Article
§ §

One of the goals of SMT-LIB 3 is to get rid of the notion of SMT-LIB logic (such as QF_UF, LIA, and so on) and provide users the ability, in effect, to construct logics on the fly by importing the right modules with the right restrictions at the beginning of an SMT-LIB script.

With some limitations, modules, interfaces and imports provide a suitable mechanism for indicating to an SMT solver a specific fragment in which to reason, allowing the solver to apply the best reasoning techniques at its disposal for that fragment, or recognize it as unsupported.

SMT-LIB logics, however, have been used historically also for another, orthogonal purpose: providing a way to index/structure the SMT-LIB benchmark library. Concurrently, they have also been used by the SMT-COMP competition as a convenient way to structure the competition in divisions. These uses of logics make them still necessary. So the set-logic will not go away anytime soon. However, in SMT-LIB 3 it becomes an abbreviation of a particular sequence of module declarations and imports.

For example, (set-logic QF_UF) could become an abbreviation of

(define-module QF_UF
 (
  (import (Core))
  (open Core) 
 )  
 :types (Bool)
 :consts (
   (true Bool)
   (false Bool)
   (ite (→ (! Type :var A :implicit) Bool A A A))
   (not (→ Bool Bool))
   (= (→ (! Type :var A :implicit) A A Bool))
   (distinct (→ (! Type :var A :implicit) A A Bool))
   (and (→ Bool Bool Bool))
   (or (→ Bool Bool Bool))
   (=> (→ Bool Bool Bool))
   (xor (→ Bool Bool Bool))
   ; quantifiers are not exported
 )
 :FOL ; only FOL syntax allowed
)
(import (QF_UF))
(open QF_UF)
...
The command (set-info :FOL) is a (imperfect) solution of the problem of capturing the Version 2.6 restriction for terms to be in the applicative fragment where all function symbols (i.e., non-nullary constants of type (→ τ₁ ⋅⋅⋅ τᵢ)) are fully applied (i,e., applied to exactly i arguments).

Similarly, for the logic LIA (set-logic LIA) would be and abbreviation of
(define-module LIA 
 (
  (import (Core Ints))
  (open Core)
  (open Ints)
 )
 :types (Bool Int)
 :consts (
    (<numeral> Int)

§ §

Provided records
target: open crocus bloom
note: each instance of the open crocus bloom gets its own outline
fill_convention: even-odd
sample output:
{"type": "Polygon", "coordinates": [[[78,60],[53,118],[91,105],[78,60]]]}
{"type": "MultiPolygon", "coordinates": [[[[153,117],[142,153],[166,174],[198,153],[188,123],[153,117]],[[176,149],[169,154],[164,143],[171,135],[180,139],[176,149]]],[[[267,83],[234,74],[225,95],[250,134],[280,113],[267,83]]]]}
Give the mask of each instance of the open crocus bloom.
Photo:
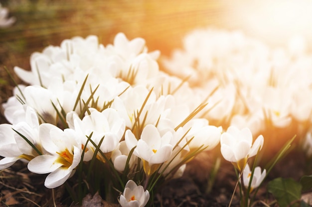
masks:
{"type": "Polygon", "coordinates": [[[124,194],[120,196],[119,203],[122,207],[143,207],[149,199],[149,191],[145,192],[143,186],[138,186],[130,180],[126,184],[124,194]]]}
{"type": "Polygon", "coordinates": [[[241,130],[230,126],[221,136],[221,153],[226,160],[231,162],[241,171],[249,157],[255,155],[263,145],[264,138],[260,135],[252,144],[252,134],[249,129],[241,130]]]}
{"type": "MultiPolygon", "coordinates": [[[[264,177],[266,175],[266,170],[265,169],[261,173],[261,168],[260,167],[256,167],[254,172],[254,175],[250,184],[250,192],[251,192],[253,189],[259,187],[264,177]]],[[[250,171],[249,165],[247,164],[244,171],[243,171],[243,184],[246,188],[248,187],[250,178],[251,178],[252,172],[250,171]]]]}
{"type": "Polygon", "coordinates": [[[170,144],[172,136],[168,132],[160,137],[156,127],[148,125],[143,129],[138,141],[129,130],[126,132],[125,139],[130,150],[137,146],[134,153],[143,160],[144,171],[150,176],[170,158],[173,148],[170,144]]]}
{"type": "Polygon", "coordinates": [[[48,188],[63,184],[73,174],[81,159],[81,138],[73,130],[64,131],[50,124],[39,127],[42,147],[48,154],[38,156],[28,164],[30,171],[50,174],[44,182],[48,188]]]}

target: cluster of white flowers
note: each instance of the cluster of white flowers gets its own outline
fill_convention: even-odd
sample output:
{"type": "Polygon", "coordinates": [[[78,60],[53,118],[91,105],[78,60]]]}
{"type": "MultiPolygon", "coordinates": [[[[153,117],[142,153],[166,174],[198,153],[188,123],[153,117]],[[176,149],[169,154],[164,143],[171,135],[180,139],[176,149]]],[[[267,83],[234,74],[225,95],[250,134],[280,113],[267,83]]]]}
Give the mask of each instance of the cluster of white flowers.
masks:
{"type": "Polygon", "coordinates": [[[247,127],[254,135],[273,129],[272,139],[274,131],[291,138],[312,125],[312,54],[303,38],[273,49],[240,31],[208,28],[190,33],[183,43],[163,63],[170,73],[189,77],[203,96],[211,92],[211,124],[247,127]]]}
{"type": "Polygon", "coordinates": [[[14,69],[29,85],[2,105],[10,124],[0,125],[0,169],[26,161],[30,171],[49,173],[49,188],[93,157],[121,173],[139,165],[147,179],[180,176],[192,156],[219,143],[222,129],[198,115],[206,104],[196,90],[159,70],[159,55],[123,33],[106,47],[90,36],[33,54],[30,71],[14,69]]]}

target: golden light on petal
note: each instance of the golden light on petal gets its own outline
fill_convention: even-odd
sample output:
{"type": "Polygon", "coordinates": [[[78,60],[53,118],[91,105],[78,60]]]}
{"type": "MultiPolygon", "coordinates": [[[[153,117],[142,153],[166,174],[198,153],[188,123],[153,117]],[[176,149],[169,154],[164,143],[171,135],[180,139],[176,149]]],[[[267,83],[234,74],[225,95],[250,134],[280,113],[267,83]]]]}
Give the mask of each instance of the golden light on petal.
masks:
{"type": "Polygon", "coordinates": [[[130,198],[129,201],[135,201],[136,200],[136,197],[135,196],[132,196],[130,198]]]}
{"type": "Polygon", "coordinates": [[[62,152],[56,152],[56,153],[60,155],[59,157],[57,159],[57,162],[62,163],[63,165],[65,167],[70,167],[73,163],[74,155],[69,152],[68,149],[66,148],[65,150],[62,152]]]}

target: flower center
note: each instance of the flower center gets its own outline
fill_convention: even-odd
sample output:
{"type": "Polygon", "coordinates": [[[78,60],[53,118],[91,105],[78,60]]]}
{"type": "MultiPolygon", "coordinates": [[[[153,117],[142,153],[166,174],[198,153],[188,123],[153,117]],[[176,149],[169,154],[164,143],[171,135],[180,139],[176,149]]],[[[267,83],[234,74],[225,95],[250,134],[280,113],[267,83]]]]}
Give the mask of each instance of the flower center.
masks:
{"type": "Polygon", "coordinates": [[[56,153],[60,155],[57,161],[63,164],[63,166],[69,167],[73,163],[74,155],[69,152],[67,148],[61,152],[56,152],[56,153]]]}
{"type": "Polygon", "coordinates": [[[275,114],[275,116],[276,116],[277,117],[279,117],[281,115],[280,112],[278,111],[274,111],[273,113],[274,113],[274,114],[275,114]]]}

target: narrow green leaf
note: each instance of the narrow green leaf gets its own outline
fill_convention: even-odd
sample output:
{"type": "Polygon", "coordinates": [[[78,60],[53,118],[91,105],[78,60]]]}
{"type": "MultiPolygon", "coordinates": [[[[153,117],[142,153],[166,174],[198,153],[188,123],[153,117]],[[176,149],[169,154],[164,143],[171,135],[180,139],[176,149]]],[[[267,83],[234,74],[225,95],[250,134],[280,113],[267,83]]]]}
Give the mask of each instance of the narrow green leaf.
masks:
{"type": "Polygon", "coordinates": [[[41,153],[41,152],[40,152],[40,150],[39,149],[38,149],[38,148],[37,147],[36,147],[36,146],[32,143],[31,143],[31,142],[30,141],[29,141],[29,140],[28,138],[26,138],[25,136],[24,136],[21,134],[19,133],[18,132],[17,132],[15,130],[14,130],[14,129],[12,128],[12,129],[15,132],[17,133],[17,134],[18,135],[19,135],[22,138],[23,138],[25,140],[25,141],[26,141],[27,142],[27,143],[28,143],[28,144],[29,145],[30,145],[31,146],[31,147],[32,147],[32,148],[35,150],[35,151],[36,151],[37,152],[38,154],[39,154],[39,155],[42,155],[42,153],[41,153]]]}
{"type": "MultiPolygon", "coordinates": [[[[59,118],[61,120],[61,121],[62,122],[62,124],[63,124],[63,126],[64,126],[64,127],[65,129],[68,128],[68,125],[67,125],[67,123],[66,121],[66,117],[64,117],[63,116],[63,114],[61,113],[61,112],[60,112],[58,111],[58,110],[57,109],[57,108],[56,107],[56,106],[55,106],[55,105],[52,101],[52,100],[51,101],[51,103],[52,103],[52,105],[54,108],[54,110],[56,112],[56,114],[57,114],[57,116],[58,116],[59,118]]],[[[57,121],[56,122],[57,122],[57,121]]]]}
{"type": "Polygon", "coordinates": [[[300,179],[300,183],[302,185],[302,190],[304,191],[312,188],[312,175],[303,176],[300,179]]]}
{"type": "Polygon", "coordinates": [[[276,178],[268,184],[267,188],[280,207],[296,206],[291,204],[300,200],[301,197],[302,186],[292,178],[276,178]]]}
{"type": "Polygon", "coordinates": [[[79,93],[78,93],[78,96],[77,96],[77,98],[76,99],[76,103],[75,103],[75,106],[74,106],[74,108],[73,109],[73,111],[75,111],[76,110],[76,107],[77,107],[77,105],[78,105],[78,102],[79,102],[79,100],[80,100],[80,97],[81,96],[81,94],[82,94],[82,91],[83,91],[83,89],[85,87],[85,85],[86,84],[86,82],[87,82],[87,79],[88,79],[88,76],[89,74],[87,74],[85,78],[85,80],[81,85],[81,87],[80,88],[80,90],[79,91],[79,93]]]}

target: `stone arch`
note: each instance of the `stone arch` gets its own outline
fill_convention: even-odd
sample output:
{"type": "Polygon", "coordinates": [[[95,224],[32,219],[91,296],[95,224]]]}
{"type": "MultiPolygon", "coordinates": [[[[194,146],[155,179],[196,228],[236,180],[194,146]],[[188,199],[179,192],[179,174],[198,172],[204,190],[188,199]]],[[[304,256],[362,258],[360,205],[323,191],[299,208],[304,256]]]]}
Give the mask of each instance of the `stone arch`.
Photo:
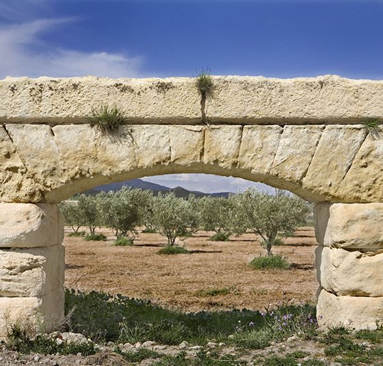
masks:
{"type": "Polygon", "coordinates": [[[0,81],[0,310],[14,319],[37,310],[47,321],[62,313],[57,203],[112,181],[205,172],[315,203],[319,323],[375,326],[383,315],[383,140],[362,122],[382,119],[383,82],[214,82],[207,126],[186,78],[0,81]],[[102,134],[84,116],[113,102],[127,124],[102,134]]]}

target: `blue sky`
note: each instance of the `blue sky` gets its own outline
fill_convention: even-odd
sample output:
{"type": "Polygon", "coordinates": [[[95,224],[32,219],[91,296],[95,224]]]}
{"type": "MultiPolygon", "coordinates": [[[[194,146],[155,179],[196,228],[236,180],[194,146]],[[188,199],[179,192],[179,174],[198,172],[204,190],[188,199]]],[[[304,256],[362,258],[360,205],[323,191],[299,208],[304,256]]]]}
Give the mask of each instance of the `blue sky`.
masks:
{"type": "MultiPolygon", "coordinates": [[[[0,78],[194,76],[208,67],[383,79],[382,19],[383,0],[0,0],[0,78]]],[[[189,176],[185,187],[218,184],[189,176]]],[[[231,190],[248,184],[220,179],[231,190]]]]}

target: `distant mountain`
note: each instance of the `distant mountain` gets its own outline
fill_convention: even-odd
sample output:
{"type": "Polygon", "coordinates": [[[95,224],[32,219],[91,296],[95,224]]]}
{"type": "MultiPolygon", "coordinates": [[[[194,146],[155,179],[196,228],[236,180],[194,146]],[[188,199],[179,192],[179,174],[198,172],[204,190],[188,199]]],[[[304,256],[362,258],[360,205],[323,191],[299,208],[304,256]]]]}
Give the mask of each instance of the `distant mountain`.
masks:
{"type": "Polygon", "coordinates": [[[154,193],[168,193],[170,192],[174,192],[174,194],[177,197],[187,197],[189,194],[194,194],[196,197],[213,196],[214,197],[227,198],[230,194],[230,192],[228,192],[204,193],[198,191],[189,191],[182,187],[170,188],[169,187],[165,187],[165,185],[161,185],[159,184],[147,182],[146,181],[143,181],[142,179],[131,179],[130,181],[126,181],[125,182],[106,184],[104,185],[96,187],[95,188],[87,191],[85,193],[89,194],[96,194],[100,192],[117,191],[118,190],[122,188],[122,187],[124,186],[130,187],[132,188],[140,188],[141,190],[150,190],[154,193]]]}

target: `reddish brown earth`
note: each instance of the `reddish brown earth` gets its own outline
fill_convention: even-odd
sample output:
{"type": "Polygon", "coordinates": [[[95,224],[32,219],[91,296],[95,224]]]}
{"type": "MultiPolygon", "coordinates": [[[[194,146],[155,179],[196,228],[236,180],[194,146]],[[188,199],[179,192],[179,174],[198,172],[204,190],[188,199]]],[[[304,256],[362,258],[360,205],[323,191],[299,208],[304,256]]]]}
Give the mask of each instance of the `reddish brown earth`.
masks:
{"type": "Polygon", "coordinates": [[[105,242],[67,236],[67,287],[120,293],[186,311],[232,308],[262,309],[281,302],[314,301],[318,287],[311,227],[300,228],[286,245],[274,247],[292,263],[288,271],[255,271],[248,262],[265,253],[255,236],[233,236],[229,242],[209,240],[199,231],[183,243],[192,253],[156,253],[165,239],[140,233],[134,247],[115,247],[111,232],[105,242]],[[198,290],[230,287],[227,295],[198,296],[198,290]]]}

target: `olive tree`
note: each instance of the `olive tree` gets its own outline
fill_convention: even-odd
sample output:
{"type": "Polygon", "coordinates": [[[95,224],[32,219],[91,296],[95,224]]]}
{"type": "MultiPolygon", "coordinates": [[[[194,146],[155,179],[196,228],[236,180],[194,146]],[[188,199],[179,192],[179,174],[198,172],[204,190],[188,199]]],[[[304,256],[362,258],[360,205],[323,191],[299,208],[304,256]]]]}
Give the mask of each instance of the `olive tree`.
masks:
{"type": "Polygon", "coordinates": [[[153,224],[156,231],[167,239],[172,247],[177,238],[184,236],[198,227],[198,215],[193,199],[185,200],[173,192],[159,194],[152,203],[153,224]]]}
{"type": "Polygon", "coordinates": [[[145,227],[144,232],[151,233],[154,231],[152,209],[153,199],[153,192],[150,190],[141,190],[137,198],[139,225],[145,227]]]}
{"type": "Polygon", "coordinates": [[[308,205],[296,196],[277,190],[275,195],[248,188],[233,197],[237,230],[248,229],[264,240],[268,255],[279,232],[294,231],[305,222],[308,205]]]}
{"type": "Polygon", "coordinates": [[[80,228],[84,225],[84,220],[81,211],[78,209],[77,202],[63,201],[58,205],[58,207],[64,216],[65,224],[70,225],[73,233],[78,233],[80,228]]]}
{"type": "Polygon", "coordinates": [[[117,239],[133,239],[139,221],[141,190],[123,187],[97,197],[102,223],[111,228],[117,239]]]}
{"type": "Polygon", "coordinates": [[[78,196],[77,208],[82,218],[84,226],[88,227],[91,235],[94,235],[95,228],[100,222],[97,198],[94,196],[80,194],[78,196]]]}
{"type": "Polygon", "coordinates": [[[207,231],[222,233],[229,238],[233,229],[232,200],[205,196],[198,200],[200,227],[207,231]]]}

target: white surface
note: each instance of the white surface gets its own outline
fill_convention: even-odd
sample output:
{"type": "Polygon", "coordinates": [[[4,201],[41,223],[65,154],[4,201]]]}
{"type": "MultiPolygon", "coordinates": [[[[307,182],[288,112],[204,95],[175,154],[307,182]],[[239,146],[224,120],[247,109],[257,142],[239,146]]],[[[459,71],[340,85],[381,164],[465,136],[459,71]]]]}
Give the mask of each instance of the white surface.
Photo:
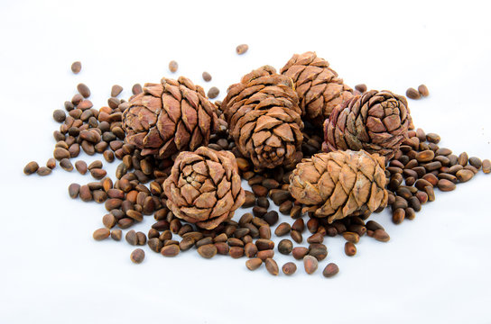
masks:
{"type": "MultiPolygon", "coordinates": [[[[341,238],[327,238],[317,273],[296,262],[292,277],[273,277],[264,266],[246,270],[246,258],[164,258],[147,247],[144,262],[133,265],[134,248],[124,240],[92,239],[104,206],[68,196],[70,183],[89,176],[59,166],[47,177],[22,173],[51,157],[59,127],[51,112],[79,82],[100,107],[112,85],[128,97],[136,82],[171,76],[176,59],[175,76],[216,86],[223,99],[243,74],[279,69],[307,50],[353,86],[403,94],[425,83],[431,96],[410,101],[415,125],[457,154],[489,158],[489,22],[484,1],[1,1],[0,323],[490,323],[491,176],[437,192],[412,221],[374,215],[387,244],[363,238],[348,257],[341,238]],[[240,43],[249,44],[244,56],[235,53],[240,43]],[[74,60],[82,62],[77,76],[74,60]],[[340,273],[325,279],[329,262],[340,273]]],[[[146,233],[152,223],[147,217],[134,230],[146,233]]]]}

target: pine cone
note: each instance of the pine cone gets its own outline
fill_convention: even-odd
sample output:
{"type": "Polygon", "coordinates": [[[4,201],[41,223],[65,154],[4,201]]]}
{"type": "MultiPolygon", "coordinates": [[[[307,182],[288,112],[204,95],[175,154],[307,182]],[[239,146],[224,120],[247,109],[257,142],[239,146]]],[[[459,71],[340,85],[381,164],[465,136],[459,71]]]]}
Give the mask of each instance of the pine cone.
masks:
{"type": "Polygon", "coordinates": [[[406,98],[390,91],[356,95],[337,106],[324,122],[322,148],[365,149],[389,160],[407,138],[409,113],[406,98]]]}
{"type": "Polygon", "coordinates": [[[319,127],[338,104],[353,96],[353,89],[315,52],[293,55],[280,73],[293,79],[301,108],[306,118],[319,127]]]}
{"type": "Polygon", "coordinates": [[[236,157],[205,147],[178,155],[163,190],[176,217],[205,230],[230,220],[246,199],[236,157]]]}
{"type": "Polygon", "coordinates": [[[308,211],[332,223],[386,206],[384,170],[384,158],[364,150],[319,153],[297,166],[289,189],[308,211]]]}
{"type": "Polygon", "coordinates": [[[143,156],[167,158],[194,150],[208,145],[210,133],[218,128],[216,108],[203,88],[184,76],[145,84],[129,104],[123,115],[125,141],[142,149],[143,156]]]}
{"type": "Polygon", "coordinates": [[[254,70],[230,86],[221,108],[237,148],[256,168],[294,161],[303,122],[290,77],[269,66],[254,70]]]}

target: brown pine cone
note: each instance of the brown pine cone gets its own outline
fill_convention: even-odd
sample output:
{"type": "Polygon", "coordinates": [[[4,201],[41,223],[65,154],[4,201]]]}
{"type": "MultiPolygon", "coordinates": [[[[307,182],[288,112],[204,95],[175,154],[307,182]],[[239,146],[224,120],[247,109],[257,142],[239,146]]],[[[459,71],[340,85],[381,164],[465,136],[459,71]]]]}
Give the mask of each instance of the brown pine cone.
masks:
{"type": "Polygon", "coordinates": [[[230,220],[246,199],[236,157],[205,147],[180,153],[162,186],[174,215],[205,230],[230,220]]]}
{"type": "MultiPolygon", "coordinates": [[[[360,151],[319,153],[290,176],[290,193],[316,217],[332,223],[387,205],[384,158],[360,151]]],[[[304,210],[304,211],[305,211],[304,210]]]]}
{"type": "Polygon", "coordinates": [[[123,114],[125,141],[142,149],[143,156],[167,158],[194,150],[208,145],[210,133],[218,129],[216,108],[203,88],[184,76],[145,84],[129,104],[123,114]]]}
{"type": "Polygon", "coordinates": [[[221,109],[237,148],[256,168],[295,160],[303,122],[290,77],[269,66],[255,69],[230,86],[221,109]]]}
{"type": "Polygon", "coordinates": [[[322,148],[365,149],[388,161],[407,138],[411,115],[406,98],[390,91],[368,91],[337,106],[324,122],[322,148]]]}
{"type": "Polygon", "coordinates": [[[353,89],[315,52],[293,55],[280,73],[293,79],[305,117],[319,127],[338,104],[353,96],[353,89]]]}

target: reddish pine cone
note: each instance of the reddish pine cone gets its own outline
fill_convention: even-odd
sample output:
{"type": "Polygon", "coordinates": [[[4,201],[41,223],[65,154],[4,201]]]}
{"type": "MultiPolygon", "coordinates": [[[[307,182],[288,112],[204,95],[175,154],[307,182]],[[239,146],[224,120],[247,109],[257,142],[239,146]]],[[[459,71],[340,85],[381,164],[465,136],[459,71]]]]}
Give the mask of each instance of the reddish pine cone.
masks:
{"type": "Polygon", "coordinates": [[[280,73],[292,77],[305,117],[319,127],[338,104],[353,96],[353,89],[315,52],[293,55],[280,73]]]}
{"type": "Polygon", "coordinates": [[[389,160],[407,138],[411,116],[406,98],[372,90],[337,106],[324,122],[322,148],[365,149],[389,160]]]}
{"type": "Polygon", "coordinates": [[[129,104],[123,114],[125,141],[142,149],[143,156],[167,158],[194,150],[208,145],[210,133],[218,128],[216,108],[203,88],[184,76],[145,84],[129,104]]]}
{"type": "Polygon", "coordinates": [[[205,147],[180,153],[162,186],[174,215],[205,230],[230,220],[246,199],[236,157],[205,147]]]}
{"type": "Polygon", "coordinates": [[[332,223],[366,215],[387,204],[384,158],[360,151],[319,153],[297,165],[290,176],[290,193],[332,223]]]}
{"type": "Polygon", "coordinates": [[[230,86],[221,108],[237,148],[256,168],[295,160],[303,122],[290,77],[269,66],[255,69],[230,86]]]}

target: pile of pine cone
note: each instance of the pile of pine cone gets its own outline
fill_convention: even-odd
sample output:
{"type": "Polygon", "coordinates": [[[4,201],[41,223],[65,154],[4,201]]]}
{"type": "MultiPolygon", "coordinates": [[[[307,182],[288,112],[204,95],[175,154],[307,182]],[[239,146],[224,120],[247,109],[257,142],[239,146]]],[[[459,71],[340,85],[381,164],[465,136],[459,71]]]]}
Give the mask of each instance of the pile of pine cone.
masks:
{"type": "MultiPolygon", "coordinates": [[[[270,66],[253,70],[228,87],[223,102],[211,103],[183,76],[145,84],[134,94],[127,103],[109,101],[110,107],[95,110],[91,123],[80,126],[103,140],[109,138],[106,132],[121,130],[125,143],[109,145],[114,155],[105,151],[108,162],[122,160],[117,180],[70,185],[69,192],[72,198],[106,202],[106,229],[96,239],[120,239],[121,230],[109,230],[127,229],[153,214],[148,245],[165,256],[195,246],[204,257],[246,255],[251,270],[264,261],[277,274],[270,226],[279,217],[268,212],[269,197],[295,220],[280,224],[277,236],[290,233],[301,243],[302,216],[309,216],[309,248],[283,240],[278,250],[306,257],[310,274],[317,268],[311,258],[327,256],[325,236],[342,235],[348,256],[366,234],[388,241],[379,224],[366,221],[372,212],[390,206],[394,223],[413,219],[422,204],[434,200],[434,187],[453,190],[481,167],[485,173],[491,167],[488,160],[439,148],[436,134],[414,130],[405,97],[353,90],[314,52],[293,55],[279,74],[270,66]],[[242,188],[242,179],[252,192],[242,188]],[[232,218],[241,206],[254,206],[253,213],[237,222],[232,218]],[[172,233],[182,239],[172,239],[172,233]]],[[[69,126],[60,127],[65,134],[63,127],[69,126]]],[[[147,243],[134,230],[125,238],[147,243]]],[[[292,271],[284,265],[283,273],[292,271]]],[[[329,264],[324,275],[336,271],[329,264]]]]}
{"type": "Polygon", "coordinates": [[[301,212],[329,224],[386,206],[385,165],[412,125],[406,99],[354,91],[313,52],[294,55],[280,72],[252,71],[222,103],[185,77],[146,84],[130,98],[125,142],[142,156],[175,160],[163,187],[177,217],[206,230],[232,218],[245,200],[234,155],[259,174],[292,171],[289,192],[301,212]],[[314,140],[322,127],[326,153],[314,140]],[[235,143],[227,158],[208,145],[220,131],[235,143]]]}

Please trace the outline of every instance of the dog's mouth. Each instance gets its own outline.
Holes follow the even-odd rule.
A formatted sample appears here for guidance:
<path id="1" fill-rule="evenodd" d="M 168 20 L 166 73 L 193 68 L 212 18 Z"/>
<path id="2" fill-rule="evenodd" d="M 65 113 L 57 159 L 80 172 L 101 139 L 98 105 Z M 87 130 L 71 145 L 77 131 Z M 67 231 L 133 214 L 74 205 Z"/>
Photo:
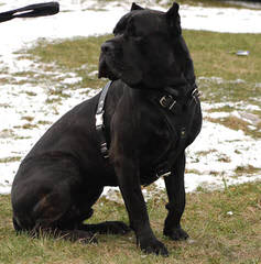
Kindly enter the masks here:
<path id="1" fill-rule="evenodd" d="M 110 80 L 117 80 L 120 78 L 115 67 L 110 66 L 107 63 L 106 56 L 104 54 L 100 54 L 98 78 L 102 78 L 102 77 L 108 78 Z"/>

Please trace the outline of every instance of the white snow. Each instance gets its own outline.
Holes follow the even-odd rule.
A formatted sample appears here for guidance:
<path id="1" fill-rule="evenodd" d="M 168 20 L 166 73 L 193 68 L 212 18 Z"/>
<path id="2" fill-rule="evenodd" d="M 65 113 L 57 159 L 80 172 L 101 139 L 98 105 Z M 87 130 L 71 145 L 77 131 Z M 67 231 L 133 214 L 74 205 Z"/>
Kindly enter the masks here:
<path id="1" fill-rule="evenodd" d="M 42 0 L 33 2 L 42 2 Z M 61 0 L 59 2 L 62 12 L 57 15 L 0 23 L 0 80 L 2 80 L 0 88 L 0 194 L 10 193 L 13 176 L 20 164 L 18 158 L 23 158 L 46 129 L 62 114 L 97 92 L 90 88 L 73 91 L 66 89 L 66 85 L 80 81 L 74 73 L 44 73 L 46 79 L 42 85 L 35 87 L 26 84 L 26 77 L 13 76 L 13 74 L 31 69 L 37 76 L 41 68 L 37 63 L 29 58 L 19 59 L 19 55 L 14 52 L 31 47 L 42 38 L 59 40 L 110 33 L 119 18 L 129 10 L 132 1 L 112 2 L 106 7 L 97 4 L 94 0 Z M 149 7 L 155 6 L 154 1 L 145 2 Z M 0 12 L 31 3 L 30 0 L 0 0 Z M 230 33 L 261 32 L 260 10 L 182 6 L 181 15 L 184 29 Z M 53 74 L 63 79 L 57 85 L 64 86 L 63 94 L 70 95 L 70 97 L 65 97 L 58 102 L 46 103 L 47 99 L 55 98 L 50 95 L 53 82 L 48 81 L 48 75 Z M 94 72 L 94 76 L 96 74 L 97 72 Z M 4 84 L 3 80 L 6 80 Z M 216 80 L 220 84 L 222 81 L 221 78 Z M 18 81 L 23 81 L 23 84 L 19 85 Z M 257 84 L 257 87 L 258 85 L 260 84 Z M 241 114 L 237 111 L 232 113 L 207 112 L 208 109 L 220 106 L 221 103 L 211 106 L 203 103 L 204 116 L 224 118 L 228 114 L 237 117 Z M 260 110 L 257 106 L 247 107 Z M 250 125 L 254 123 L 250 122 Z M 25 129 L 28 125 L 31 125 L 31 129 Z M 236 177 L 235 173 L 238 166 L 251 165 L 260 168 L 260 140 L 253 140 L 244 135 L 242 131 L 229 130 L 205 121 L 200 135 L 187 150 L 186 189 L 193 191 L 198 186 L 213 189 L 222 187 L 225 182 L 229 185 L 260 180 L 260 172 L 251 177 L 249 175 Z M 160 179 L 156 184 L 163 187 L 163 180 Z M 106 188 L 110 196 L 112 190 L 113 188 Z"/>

§ §

Print the stretch of the SMT-LIB 3 article from "(and (→ Bool" through "(open QF_UF)", word for word. The items come from a source unrelated to the SMT-LIB 3 article.

Solution for this problem
(and (→ Bool Bool Bool))
   (or (→ Bool Bool Bool))
   (=> (→ Bool Bool Bool))
   (xor (→ Bool Bool Bool))
   ; quantifiers are not exported
 )
 :FOL ; only FOL syntax allowed
)
(import (QF_UF))
(open QF_UF)